Brief = Starting at the line that contains "Where can you see the cuffed", output each line through the end of the data exactly, and nothing more.

Data for processing =
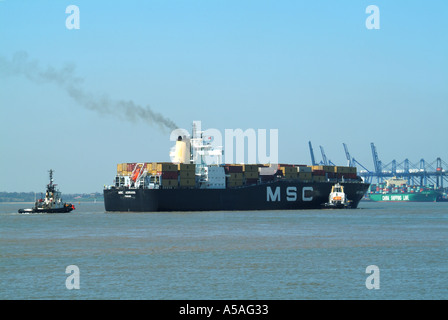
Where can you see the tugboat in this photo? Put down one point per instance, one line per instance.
(52, 203)
(337, 198)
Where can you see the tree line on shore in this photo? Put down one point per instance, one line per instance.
(32, 196)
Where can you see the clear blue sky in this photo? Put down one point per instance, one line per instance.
(310, 69)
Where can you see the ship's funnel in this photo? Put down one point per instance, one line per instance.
(182, 150)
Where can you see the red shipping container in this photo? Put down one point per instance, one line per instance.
(169, 174)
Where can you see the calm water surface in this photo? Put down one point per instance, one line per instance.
(306, 254)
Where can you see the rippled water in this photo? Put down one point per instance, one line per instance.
(305, 254)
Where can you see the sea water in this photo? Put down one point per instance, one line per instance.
(378, 251)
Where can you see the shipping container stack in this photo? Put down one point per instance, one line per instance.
(234, 175)
(187, 177)
(289, 171)
(168, 172)
(304, 173)
(250, 174)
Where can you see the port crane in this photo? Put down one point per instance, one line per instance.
(422, 173)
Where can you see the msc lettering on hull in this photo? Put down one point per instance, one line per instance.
(291, 194)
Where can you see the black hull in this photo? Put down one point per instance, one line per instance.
(54, 210)
(280, 195)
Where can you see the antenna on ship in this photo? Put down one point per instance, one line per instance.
(51, 176)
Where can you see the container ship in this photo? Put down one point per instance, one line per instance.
(194, 182)
(398, 190)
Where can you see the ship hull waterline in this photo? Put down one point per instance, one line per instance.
(279, 195)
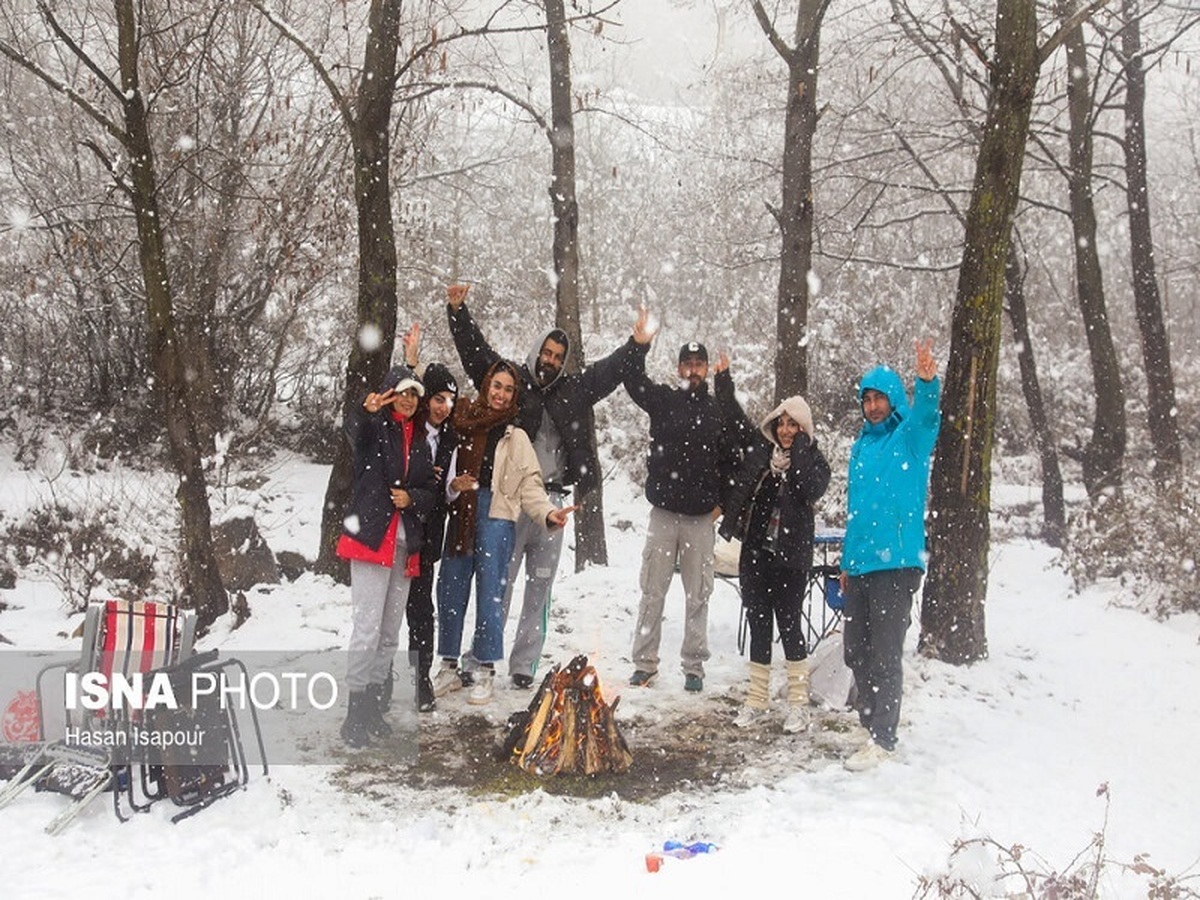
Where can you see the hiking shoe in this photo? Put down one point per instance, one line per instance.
(798, 719)
(868, 757)
(377, 726)
(750, 717)
(481, 690)
(447, 679)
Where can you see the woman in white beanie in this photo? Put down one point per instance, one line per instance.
(781, 475)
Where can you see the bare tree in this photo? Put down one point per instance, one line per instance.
(795, 214)
(1104, 455)
(130, 126)
(957, 583)
(1156, 349)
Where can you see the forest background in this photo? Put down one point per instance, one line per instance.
(220, 215)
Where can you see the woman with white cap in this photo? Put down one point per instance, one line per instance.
(382, 538)
(781, 475)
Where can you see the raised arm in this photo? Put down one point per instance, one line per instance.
(473, 348)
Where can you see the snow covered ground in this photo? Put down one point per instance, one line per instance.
(1078, 693)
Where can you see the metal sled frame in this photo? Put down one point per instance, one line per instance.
(119, 636)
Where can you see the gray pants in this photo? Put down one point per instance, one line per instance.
(879, 611)
(539, 551)
(378, 595)
(672, 538)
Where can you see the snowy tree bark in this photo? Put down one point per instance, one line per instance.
(952, 616)
(795, 214)
(591, 546)
(1156, 349)
(369, 125)
(1103, 459)
(1054, 509)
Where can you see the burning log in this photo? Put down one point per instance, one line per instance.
(568, 726)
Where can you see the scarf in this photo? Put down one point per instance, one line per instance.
(473, 421)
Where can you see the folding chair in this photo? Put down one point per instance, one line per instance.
(130, 642)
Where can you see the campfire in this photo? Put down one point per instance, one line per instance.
(568, 726)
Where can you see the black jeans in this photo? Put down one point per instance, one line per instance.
(420, 618)
(877, 613)
(772, 592)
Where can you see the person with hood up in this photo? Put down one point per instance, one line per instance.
(493, 478)
(382, 537)
(555, 412)
(883, 553)
(694, 451)
(433, 424)
(771, 511)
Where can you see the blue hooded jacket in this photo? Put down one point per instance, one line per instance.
(889, 478)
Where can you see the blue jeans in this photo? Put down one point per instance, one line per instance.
(489, 568)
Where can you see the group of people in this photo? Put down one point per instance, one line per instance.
(483, 486)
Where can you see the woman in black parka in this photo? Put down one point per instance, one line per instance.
(780, 478)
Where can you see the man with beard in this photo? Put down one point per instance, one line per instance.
(694, 453)
(555, 411)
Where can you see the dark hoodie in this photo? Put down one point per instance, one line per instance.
(561, 408)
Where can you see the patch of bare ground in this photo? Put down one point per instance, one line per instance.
(687, 753)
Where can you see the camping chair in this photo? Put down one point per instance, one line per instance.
(822, 604)
(126, 642)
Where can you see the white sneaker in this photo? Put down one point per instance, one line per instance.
(798, 719)
(481, 691)
(445, 681)
(868, 757)
(750, 717)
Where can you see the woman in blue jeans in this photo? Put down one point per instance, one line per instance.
(493, 477)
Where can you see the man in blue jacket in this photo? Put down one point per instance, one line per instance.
(883, 555)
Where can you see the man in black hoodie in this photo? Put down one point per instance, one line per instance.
(555, 409)
(693, 455)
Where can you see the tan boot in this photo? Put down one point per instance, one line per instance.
(798, 717)
(756, 696)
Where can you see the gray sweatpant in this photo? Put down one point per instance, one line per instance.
(673, 538)
(539, 551)
(378, 595)
(877, 613)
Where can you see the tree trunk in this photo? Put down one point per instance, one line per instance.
(1054, 510)
(376, 322)
(589, 538)
(1156, 349)
(795, 214)
(952, 615)
(204, 589)
(1104, 455)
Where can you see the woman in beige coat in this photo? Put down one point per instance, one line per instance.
(493, 478)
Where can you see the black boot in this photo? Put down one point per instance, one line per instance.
(425, 701)
(376, 725)
(354, 729)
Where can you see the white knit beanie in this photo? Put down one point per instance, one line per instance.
(796, 407)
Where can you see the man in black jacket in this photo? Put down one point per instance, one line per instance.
(693, 455)
(553, 411)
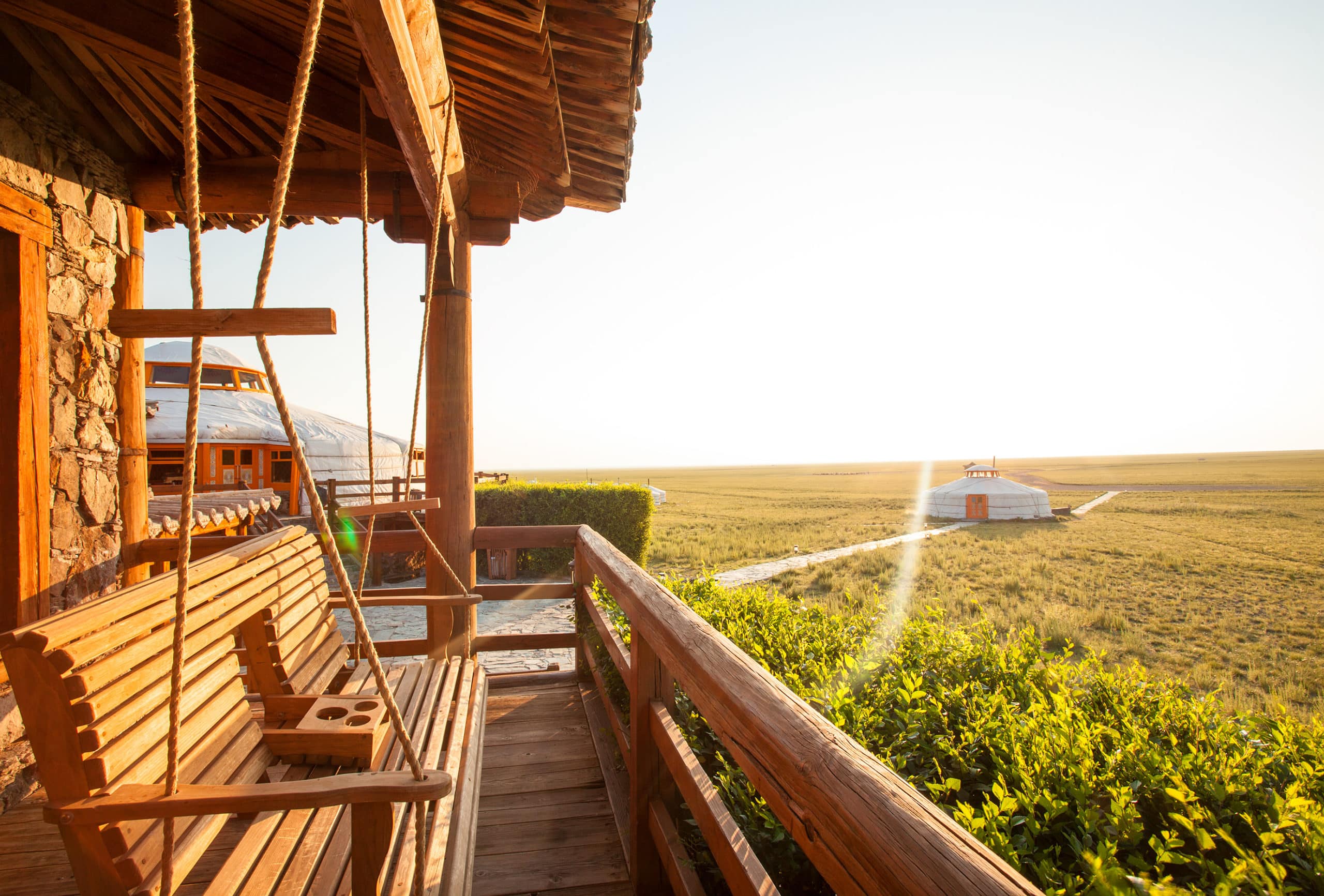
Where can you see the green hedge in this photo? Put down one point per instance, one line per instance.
(620, 514)
(1086, 777)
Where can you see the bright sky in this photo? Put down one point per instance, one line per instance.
(885, 231)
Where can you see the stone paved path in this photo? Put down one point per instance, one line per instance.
(763, 571)
(1085, 509)
(494, 617)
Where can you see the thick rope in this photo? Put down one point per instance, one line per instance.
(367, 331)
(192, 203)
(273, 225)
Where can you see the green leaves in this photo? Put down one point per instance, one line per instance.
(1086, 777)
(620, 514)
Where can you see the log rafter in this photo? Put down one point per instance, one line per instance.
(401, 48)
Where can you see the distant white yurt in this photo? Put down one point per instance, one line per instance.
(983, 494)
(240, 437)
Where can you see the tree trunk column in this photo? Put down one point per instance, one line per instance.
(130, 393)
(450, 450)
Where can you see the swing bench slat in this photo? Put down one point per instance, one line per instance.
(166, 323)
(93, 685)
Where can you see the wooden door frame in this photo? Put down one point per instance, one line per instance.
(970, 499)
(25, 233)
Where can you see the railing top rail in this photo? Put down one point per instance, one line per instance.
(864, 828)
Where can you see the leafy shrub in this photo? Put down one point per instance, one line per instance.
(620, 514)
(1085, 777)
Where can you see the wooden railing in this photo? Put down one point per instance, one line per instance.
(865, 829)
(393, 489)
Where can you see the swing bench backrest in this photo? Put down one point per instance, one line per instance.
(93, 686)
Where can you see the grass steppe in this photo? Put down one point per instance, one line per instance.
(1224, 589)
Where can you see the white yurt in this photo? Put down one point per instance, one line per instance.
(983, 494)
(240, 436)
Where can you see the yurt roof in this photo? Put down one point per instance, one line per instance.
(231, 416)
(985, 486)
(182, 351)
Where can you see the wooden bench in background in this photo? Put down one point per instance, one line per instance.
(93, 686)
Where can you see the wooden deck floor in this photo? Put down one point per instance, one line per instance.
(545, 819)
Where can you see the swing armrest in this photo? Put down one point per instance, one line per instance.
(411, 600)
(149, 801)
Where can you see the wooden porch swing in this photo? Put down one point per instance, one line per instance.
(138, 711)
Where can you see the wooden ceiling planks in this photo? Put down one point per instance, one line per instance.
(546, 89)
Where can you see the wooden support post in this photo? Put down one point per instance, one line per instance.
(649, 681)
(130, 393)
(450, 449)
(24, 429)
(583, 584)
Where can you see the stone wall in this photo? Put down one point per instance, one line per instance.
(86, 192)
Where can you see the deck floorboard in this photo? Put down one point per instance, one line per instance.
(545, 821)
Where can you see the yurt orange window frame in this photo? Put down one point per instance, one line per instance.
(240, 379)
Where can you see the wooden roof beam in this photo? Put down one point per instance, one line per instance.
(401, 45)
(147, 40)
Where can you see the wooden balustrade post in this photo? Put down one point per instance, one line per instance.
(131, 399)
(450, 446)
(583, 582)
(649, 682)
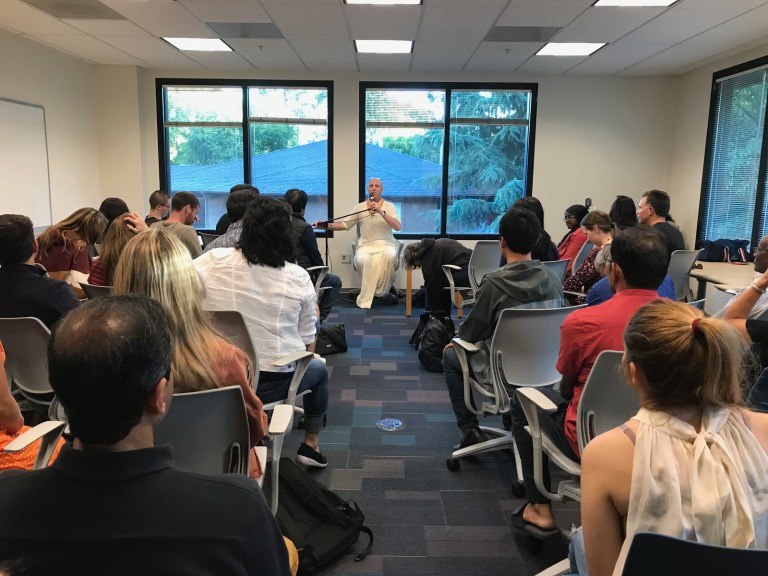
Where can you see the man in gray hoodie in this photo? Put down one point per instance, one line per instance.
(520, 281)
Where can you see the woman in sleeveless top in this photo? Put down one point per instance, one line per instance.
(692, 463)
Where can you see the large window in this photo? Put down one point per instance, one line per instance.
(452, 157)
(275, 136)
(733, 199)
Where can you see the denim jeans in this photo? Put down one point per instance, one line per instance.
(273, 386)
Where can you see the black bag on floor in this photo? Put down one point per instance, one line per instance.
(331, 340)
(321, 525)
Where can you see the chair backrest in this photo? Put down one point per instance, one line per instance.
(92, 291)
(680, 264)
(662, 555)
(208, 431)
(525, 346)
(231, 324)
(26, 345)
(607, 400)
(485, 258)
(586, 248)
(558, 267)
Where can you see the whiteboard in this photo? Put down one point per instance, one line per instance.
(24, 180)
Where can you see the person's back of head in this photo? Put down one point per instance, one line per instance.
(686, 359)
(297, 199)
(237, 203)
(105, 359)
(17, 239)
(520, 230)
(641, 254)
(182, 199)
(267, 234)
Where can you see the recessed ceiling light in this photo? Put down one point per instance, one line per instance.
(644, 3)
(570, 48)
(383, 46)
(199, 44)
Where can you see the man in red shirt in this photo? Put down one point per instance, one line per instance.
(637, 265)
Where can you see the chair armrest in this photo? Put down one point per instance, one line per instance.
(282, 419)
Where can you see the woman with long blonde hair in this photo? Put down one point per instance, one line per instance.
(156, 264)
(692, 463)
(64, 247)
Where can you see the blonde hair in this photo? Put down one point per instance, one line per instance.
(117, 236)
(81, 228)
(156, 264)
(687, 359)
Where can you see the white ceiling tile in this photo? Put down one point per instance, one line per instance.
(326, 54)
(383, 22)
(384, 62)
(535, 16)
(218, 11)
(267, 54)
(606, 24)
(316, 22)
(162, 18)
(464, 24)
(27, 20)
(108, 27)
(88, 48)
(441, 56)
(502, 56)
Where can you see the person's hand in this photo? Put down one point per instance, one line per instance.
(135, 223)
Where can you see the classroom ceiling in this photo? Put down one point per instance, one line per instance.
(450, 36)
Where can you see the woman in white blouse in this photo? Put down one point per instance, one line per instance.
(692, 463)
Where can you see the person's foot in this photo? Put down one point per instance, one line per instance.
(308, 456)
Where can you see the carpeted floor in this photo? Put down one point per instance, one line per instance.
(426, 520)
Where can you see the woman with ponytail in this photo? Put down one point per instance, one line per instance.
(692, 463)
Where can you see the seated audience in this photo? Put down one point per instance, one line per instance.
(122, 229)
(307, 253)
(237, 204)
(64, 248)
(430, 255)
(184, 209)
(601, 290)
(570, 245)
(521, 281)
(599, 230)
(692, 463)
(638, 265)
(225, 221)
(113, 502)
(27, 290)
(155, 264)
(159, 207)
(278, 302)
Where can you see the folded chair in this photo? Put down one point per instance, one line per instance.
(523, 352)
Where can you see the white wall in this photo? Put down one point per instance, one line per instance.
(31, 72)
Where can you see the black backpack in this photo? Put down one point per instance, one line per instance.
(321, 525)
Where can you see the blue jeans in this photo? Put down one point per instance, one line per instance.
(328, 297)
(273, 386)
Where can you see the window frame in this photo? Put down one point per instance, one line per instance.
(164, 164)
(448, 87)
(709, 150)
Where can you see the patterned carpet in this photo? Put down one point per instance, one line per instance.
(426, 520)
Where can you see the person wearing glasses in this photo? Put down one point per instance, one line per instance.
(572, 242)
(159, 206)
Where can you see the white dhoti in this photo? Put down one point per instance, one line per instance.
(376, 262)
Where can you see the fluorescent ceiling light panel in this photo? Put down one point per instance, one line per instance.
(643, 3)
(384, 46)
(570, 48)
(199, 44)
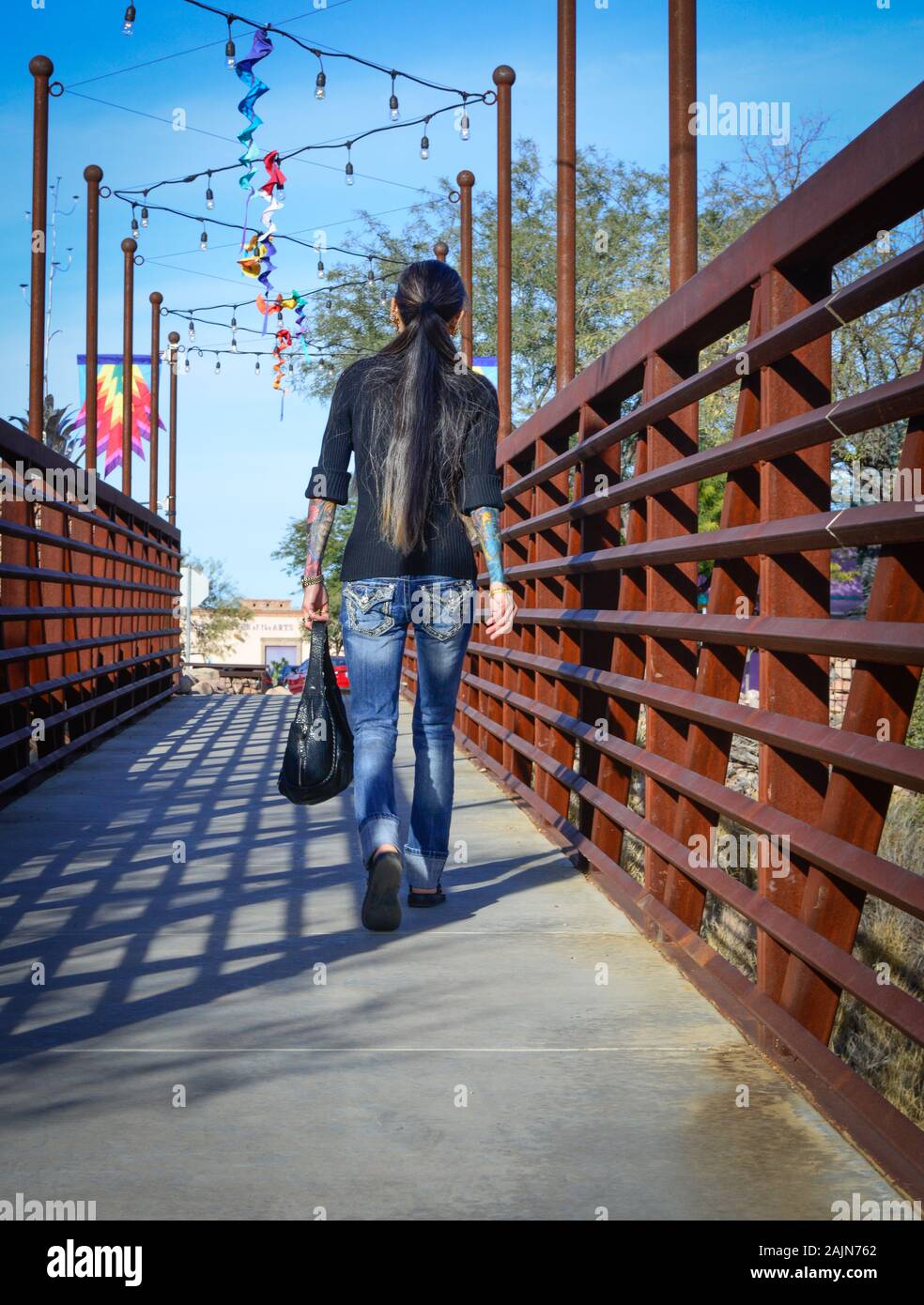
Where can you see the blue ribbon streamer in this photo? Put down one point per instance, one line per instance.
(261, 47)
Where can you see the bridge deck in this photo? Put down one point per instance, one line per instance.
(344, 1094)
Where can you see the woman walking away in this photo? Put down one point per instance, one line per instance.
(424, 434)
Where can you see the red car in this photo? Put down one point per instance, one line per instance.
(297, 683)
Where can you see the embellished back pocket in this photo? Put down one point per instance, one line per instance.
(368, 607)
(442, 607)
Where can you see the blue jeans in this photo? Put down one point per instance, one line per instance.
(375, 616)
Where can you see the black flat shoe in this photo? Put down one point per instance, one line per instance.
(381, 910)
(415, 898)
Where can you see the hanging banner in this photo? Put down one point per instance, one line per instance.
(109, 406)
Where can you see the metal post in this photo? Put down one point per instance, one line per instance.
(504, 79)
(157, 299)
(565, 198)
(40, 67)
(93, 175)
(466, 180)
(682, 94)
(171, 471)
(128, 248)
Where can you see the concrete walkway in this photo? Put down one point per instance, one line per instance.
(201, 936)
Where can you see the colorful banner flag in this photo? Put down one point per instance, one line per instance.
(487, 367)
(109, 406)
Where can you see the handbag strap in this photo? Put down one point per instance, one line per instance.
(317, 655)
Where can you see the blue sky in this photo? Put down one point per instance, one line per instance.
(241, 471)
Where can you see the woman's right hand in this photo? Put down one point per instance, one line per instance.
(315, 603)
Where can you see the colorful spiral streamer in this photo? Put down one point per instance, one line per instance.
(256, 87)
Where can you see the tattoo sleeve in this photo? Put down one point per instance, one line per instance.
(318, 525)
(485, 521)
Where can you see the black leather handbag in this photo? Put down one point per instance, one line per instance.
(317, 762)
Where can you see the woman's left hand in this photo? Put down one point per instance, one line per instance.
(501, 613)
(315, 603)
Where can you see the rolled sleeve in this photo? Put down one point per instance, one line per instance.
(482, 491)
(329, 483)
(481, 479)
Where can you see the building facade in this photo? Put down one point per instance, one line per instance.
(273, 633)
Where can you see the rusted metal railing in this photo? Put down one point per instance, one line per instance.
(89, 577)
(605, 561)
(96, 638)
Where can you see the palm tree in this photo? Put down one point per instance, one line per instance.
(60, 431)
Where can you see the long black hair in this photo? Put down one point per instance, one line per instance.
(424, 402)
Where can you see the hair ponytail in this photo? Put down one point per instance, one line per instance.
(424, 405)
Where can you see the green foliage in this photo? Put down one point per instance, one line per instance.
(291, 554)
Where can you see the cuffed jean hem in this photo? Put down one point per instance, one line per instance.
(424, 868)
(375, 832)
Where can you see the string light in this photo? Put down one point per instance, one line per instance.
(126, 194)
(465, 130)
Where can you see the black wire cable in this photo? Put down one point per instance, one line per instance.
(327, 54)
(303, 149)
(260, 233)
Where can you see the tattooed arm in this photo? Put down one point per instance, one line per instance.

Written response =
Where can you see the cuffed jean hem in this photo? Put down one point per instance, one line per instance.
(424, 868)
(375, 832)
Where can you see the string light in this photo? Put down one point per instance, one line per instance.
(126, 194)
(465, 130)
Where can you see the black wire cable in this photo? Put down one point per instance, one line per instance.
(327, 54)
(303, 149)
(260, 233)
Where can you see the tattooed arm in this photo? Put down one point per instance, one line per instance.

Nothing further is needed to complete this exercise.